THE REQUEST:
Extract every line of the entries below that contains the word "dark".
>> Begin INFORMATION PROVIDED
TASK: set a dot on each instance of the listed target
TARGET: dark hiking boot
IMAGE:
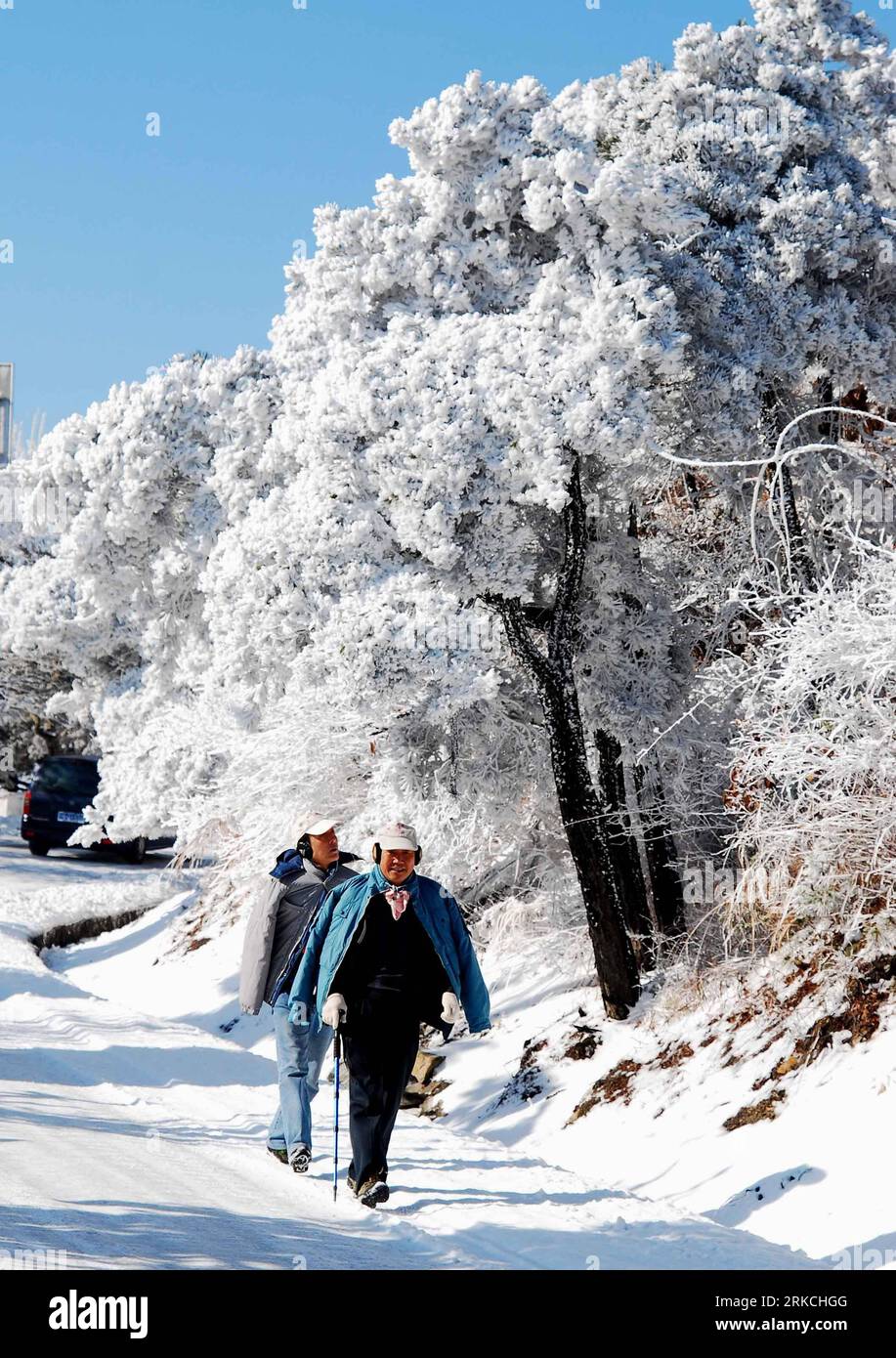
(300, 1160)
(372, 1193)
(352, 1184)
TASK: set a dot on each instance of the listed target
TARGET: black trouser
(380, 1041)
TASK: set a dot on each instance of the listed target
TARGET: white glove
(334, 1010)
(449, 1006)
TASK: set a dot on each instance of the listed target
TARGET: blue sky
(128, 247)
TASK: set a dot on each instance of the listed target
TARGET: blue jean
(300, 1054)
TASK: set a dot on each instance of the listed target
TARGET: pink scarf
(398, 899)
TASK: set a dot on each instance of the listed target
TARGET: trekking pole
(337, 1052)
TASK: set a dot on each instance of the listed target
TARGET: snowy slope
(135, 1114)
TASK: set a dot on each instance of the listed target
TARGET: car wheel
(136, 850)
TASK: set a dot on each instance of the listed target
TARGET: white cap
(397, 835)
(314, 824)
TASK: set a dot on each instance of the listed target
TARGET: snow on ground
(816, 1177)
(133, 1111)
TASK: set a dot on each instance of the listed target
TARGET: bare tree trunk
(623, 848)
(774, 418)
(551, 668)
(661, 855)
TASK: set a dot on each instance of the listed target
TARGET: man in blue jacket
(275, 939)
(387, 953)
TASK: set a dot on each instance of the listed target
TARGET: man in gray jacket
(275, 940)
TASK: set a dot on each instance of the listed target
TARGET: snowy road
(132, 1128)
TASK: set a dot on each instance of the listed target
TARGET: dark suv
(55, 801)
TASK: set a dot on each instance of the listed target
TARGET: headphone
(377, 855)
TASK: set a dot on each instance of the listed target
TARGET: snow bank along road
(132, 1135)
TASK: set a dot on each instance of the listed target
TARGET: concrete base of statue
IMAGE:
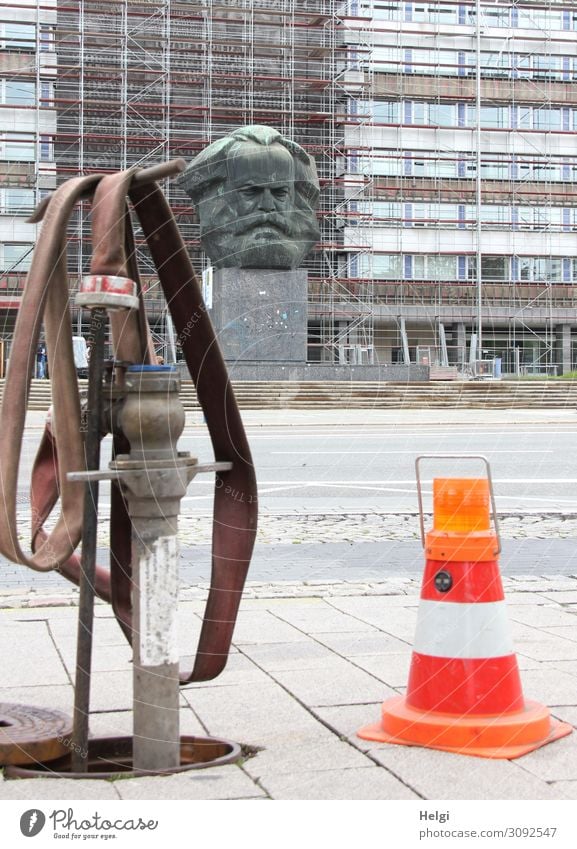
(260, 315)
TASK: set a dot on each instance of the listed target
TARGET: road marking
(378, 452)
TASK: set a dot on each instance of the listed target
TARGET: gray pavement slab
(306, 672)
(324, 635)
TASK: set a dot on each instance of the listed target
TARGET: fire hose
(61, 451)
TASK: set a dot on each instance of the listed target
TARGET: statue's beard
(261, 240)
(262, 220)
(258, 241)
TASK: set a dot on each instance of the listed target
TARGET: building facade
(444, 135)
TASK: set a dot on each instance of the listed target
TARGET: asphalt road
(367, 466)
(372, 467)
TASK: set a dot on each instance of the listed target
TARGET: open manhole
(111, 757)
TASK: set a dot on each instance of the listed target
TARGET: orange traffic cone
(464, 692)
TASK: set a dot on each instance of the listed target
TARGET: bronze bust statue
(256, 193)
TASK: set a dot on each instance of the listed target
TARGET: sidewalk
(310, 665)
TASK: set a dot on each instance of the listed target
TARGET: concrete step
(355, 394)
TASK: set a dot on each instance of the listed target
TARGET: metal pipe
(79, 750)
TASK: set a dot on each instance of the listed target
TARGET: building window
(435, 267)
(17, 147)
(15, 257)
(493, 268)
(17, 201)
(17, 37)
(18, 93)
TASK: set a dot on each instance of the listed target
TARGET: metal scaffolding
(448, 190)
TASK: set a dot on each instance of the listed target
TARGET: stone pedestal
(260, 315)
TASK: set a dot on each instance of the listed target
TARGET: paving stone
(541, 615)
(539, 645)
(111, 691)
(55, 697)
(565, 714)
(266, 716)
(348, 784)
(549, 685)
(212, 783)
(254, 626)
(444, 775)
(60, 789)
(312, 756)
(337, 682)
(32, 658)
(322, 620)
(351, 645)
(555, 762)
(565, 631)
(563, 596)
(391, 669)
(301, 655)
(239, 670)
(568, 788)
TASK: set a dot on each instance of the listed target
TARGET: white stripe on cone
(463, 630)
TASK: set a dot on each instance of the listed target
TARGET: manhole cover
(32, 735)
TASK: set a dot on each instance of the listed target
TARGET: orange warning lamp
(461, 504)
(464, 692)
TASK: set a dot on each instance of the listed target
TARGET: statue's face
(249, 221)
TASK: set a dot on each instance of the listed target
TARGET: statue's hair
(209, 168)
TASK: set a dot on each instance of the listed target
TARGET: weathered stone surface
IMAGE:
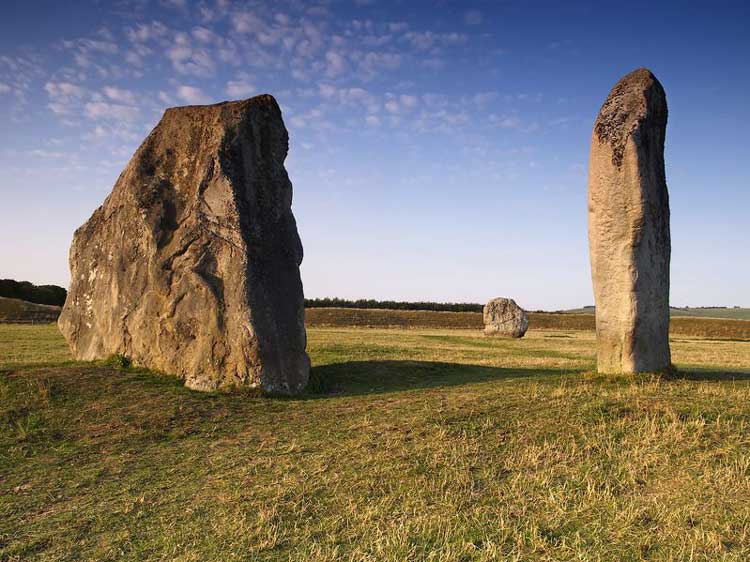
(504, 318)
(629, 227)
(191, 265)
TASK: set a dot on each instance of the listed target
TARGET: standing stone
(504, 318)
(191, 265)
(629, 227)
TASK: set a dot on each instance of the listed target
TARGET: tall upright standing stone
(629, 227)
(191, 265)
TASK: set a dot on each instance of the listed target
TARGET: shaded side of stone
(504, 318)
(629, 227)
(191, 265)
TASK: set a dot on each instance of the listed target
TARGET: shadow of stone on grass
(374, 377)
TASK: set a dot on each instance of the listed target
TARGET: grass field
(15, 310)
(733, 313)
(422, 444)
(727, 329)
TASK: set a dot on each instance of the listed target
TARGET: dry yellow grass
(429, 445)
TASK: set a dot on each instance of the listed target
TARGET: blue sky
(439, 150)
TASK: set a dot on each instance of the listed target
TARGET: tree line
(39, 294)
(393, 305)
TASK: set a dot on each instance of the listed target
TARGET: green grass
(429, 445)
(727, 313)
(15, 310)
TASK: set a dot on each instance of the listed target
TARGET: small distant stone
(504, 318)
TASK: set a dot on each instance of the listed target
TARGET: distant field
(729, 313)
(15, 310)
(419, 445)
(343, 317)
>> End INFORMATION PROVIDED
>> Begin INFORMATION PROVIDED
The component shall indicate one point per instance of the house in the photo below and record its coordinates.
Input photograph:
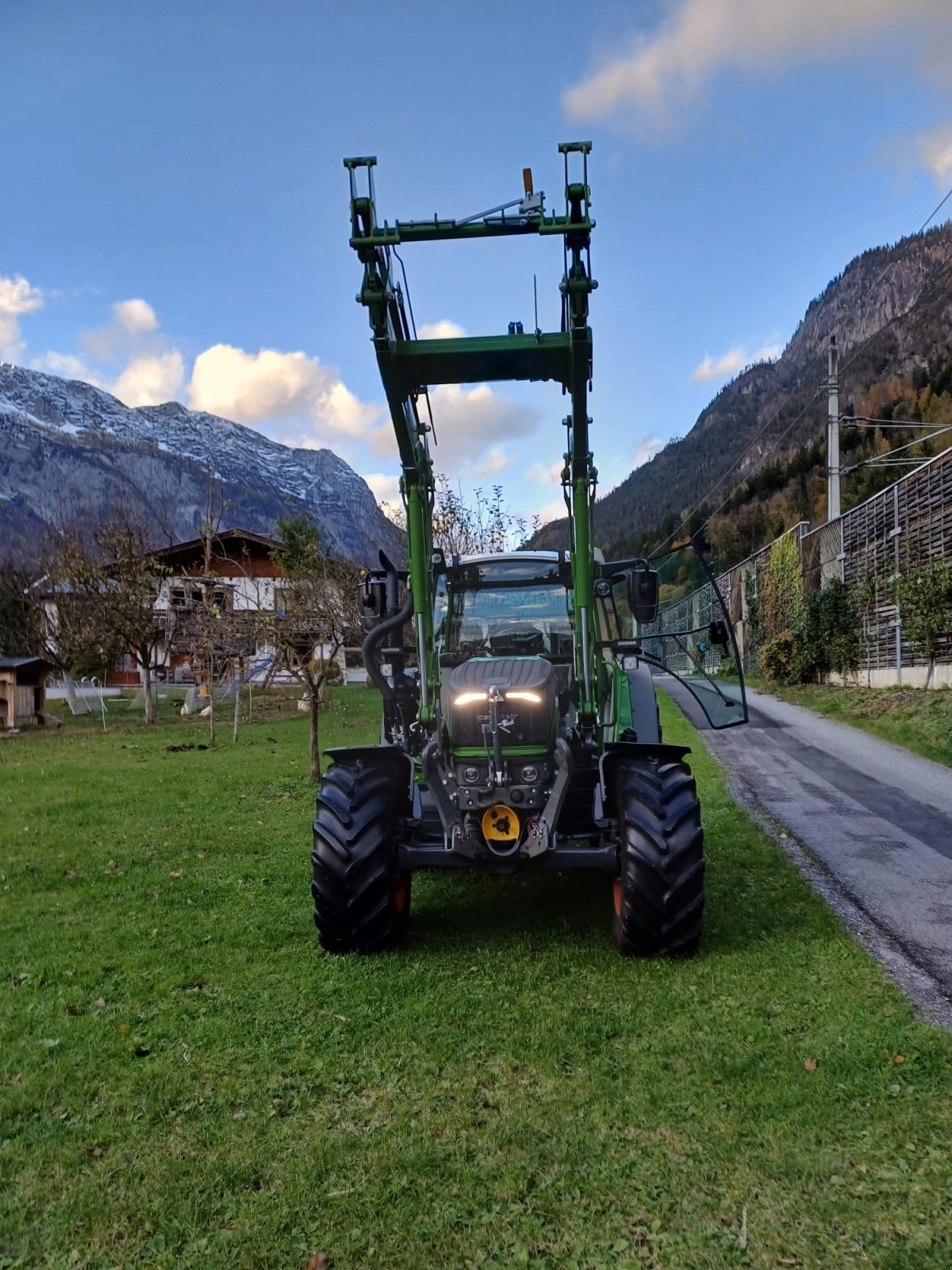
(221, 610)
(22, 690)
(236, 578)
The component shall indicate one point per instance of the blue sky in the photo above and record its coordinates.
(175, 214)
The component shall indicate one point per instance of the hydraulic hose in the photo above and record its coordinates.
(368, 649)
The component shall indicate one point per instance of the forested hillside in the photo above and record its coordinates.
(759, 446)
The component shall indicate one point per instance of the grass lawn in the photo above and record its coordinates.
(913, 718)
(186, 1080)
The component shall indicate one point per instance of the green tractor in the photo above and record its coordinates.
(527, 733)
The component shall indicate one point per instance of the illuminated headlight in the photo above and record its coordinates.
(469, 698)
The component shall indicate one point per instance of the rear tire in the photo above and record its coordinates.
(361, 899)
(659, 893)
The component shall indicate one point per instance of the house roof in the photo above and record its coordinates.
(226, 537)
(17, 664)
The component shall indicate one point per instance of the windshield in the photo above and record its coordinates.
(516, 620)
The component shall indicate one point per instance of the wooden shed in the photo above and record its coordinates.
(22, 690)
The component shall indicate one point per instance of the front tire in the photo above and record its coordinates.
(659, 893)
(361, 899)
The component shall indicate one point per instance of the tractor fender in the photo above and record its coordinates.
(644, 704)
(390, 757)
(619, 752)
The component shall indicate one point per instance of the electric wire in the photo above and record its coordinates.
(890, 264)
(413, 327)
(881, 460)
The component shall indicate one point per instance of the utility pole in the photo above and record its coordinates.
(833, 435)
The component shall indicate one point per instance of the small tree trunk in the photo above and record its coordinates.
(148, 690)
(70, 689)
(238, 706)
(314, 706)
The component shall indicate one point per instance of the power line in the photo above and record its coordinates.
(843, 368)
>> End INFORMATION PROVIDED
SOLUTION TO THE PROBLEM:
TARGET: dark hiking boot
TARGET: dark suv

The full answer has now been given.